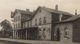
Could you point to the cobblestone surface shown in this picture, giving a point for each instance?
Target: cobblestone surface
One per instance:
(34, 41)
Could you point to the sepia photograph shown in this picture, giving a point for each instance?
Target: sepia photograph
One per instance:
(39, 21)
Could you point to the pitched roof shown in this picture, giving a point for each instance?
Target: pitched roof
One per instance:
(52, 11)
(56, 11)
(23, 12)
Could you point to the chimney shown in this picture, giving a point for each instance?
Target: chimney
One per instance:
(27, 9)
(56, 7)
(75, 12)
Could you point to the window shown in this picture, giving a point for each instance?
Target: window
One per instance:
(66, 33)
(35, 21)
(40, 21)
(44, 21)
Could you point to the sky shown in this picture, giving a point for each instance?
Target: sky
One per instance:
(6, 6)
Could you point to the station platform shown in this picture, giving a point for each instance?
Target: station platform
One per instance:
(33, 41)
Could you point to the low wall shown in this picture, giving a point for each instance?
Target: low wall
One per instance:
(13, 41)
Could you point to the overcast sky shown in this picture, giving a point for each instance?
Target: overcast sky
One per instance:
(6, 6)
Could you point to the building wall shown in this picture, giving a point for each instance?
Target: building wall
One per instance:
(17, 21)
(76, 31)
(38, 21)
(65, 32)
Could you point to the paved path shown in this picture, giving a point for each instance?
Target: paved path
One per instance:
(34, 41)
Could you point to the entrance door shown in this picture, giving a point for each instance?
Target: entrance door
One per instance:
(57, 34)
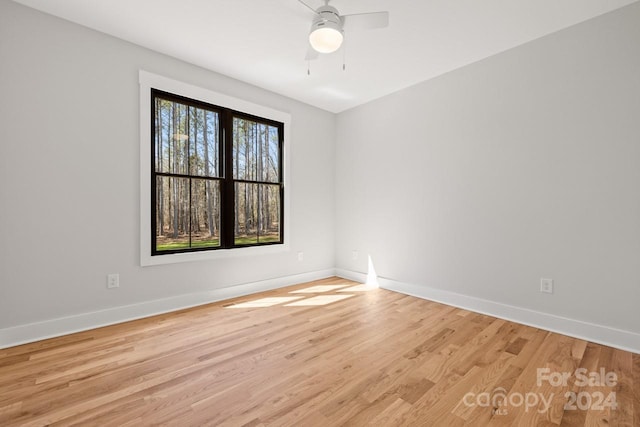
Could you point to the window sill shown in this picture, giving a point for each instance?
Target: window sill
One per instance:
(217, 254)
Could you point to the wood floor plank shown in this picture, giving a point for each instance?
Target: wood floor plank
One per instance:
(369, 357)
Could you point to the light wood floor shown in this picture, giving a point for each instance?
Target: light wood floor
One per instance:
(373, 357)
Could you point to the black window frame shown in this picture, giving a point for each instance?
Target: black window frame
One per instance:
(225, 176)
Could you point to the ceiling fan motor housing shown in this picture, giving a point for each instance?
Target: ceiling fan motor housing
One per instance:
(326, 32)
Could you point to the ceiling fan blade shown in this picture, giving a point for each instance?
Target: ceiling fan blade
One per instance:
(311, 54)
(365, 21)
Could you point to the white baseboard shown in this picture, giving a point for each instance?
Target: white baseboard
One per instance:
(31, 332)
(612, 337)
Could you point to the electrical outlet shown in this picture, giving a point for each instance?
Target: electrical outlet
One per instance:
(113, 281)
(546, 286)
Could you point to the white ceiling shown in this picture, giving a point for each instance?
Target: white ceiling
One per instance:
(264, 42)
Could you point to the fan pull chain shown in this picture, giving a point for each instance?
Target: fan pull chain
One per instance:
(344, 56)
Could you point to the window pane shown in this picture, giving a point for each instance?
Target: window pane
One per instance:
(172, 213)
(246, 232)
(187, 214)
(171, 138)
(203, 137)
(256, 151)
(257, 213)
(269, 218)
(205, 213)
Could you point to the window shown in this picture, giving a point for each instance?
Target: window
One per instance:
(214, 184)
(216, 177)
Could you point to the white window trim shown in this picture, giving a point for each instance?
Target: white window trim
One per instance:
(147, 82)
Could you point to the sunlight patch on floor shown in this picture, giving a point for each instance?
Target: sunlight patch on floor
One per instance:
(318, 300)
(264, 302)
(318, 289)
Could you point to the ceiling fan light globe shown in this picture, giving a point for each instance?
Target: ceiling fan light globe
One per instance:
(326, 39)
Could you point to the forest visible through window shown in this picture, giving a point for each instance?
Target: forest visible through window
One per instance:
(216, 177)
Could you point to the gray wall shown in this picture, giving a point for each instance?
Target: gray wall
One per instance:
(521, 166)
(70, 174)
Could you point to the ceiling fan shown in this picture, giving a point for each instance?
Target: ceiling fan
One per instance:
(328, 27)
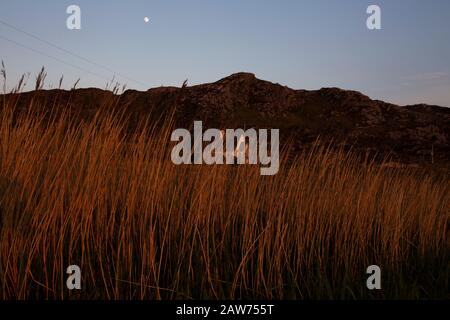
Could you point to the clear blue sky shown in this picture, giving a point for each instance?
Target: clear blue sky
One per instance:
(302, 44)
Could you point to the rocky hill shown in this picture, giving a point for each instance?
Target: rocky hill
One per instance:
(418, 134)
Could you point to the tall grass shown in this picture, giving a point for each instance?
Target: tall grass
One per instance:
(140, 227)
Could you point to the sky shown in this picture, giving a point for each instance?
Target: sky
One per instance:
(304, 44)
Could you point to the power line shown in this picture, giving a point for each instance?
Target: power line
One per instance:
(52, 57)
(71, 53)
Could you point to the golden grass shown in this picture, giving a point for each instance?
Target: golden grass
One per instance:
(142, 228)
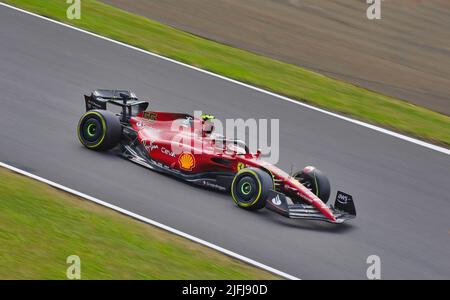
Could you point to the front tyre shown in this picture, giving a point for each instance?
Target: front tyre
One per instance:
(250, 188)
(99, 130)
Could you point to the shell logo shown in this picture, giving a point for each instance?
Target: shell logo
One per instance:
(186, 161)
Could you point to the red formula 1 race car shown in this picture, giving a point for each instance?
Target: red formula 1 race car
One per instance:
(201, 157)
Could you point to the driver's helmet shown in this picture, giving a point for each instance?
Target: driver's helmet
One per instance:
(207, 124)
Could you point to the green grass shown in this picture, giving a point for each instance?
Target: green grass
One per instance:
(244, 66)
(41, 226)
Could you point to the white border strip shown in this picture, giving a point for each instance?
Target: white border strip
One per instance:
(151, 222)
(373, 127)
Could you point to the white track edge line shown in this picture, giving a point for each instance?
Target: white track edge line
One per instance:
(357, 122)
(151, 222)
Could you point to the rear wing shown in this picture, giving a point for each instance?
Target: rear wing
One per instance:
(125, 99)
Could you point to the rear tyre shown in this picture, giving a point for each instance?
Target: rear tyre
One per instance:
(314, 180)
(250, 188)
(99, 130)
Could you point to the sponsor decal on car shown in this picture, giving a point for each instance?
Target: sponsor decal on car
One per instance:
(149, 145)
(167, 152)
(150, 115)
(240, 166)
(186, 161)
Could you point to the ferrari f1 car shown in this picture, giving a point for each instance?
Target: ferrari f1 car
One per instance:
(204, 158)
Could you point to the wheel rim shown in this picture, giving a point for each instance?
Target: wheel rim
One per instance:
(91, 130)
(246, 188)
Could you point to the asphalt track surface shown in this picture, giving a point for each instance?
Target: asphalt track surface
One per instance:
(401, 189)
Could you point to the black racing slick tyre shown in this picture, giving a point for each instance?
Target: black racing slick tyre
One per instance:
(99, 130)
(250, 188)
(315, 181)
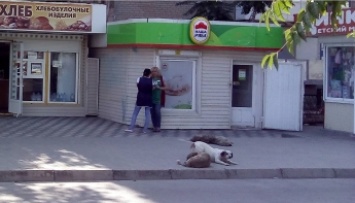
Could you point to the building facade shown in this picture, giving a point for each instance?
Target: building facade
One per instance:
(44, 56)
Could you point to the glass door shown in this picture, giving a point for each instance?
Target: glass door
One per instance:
(242, 96)
(16, 78)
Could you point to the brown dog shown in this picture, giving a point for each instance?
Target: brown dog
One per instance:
(197, 160)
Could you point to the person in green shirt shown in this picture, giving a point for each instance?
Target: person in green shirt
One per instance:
(157, 97)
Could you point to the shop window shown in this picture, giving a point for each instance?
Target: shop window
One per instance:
(63, 77)
(340, 72)
(179, 76)
(33, 76)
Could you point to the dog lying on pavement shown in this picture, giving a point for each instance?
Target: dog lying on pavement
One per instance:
(197, 160)
(219, 156)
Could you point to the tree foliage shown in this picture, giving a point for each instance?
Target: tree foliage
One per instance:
(253, 6)
(305, 19)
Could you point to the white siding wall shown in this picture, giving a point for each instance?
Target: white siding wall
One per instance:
(92, 86)
(119, 69)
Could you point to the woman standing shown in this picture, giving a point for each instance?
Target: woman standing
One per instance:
(144, 99)
(157, 98)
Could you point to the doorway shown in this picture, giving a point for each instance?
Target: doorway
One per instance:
(242, 96)
(4, 76)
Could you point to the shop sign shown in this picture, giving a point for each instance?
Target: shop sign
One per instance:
(200, 30)
(346, 24)
(49, 17)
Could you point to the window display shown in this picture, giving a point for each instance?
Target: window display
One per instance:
(63, 74)
(33, 76)
(340, 72)
(32, 89)
(178, 76)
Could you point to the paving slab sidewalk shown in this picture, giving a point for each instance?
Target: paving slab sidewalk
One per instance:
(153, 156)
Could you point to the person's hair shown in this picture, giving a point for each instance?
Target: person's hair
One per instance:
(146, 72)
(157, 70)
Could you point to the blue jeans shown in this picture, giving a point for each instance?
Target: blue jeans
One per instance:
(156, 115)
(135, 114)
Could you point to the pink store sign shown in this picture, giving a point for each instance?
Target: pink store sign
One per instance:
(346, 24)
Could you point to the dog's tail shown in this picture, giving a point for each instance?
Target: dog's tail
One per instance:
(183, 140)
(179, 163)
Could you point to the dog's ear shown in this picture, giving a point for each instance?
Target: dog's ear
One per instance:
(224, 154)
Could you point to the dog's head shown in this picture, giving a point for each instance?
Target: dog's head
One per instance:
(227, 154)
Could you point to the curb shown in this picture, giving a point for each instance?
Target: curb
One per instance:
(172, 174)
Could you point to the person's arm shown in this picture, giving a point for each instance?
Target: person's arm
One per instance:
(163, 85)
(138, 79)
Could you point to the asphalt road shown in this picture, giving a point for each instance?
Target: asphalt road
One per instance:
(183, 191)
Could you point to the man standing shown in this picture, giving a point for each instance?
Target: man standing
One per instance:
(144, 99)
(158, 98)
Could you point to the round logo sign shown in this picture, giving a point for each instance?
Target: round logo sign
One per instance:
(200, 30)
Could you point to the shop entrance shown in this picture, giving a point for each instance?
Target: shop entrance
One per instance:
(4, 76)
(242, 96)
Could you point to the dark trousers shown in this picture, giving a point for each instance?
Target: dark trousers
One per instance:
(156, 115)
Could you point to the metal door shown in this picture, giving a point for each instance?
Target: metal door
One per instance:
(242, 96)
(283, 96)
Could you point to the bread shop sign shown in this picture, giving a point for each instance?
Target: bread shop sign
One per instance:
(200, 30)
(346, 24)
(48, 17)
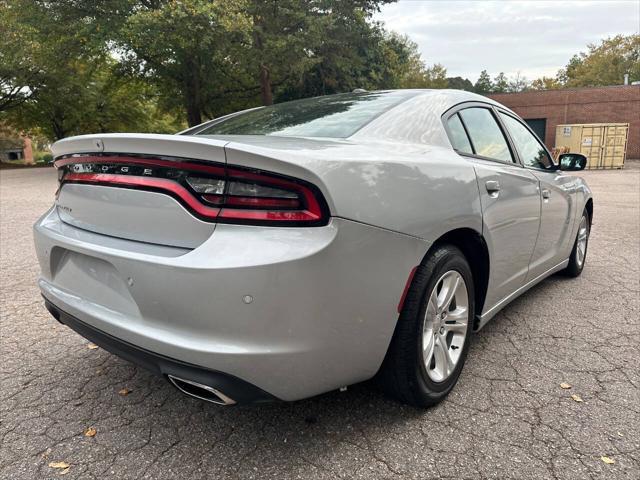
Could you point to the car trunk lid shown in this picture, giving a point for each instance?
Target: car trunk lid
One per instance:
(123, 185)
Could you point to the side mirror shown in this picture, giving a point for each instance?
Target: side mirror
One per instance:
(572, 161)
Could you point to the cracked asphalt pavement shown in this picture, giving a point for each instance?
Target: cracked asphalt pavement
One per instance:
(508, 417)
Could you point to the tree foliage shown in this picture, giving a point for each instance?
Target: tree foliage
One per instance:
(79, 66)
(604, 63)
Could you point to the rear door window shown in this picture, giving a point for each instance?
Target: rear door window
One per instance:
(458, 136)
(532, 152)
(485, 133)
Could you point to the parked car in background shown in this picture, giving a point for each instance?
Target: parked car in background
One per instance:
(285, 251)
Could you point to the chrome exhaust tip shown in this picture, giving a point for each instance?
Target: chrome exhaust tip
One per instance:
(200, 391)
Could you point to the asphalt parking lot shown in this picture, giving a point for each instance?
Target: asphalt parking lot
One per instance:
(507, 418)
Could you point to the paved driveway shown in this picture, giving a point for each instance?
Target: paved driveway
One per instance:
(507, 418)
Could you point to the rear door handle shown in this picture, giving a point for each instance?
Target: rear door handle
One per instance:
(493, 188)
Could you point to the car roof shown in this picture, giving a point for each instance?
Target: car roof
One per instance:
(418, 119)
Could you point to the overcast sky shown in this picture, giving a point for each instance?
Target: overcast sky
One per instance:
(534, 38)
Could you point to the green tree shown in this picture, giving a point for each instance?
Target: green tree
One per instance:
(545, 83)
(20, 75)
(484, 83)
(604, 63)
(190, 51)
(518, 84)
(500, 83)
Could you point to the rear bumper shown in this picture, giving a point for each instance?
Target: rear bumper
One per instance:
(321, 312)
(240, 391)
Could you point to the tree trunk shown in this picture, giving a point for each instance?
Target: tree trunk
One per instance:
(265, 85)
(192, 93)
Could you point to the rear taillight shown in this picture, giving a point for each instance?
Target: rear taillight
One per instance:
(211, 192)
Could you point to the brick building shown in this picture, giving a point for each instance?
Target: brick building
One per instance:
(543, 110)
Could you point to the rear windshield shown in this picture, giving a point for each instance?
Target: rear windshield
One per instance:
(338, 116)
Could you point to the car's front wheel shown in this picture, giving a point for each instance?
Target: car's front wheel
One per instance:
(431, 340)
(579, 252)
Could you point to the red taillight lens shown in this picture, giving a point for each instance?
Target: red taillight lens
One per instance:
(211, 192)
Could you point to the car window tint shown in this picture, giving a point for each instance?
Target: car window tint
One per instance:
(486, 136)
(330, 116)
(531, 151)
(459, 138)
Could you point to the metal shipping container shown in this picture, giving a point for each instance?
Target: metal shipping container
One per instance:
(604, 144)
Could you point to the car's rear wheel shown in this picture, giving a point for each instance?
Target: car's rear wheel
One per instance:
(431, 340)
(579, 252)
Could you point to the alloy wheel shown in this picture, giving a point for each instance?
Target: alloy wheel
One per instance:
(445, 326)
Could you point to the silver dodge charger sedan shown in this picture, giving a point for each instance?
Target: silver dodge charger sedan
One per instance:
(285, 251)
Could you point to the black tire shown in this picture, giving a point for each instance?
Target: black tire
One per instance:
(403, 373)
(575, 266)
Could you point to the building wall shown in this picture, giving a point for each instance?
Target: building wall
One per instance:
(617, 104)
· · · · · · ·
DIRECTIONS
Within the material above, transcribe exactly the lines that run from the line holding "Target: black window frame" through the line holding "Target: electrical outlet".

ANSWER BELOW
Target: black window frame
One per instance:
(225, 176)
Could you point to the ceiling fan motor housing shown in this picture, giving a point for each instance?
Target: ceiling fan motor housing
One per instance:
(326, 32)
Could you point to the ceiling fan blade shown in this picture, giving a point for each instance?
Target: ceiling fan blade
One per instance:
(311, 54)
(365, 21)
Could you point to the white baseboard shown in this picture, giving a point for each instance?
Target: white baseboard
One per instance:
(31, 332)
(612, 337)
Could you point to the electrical outlet shown in this picture, giving a point for each instance?
Target: electrical outlet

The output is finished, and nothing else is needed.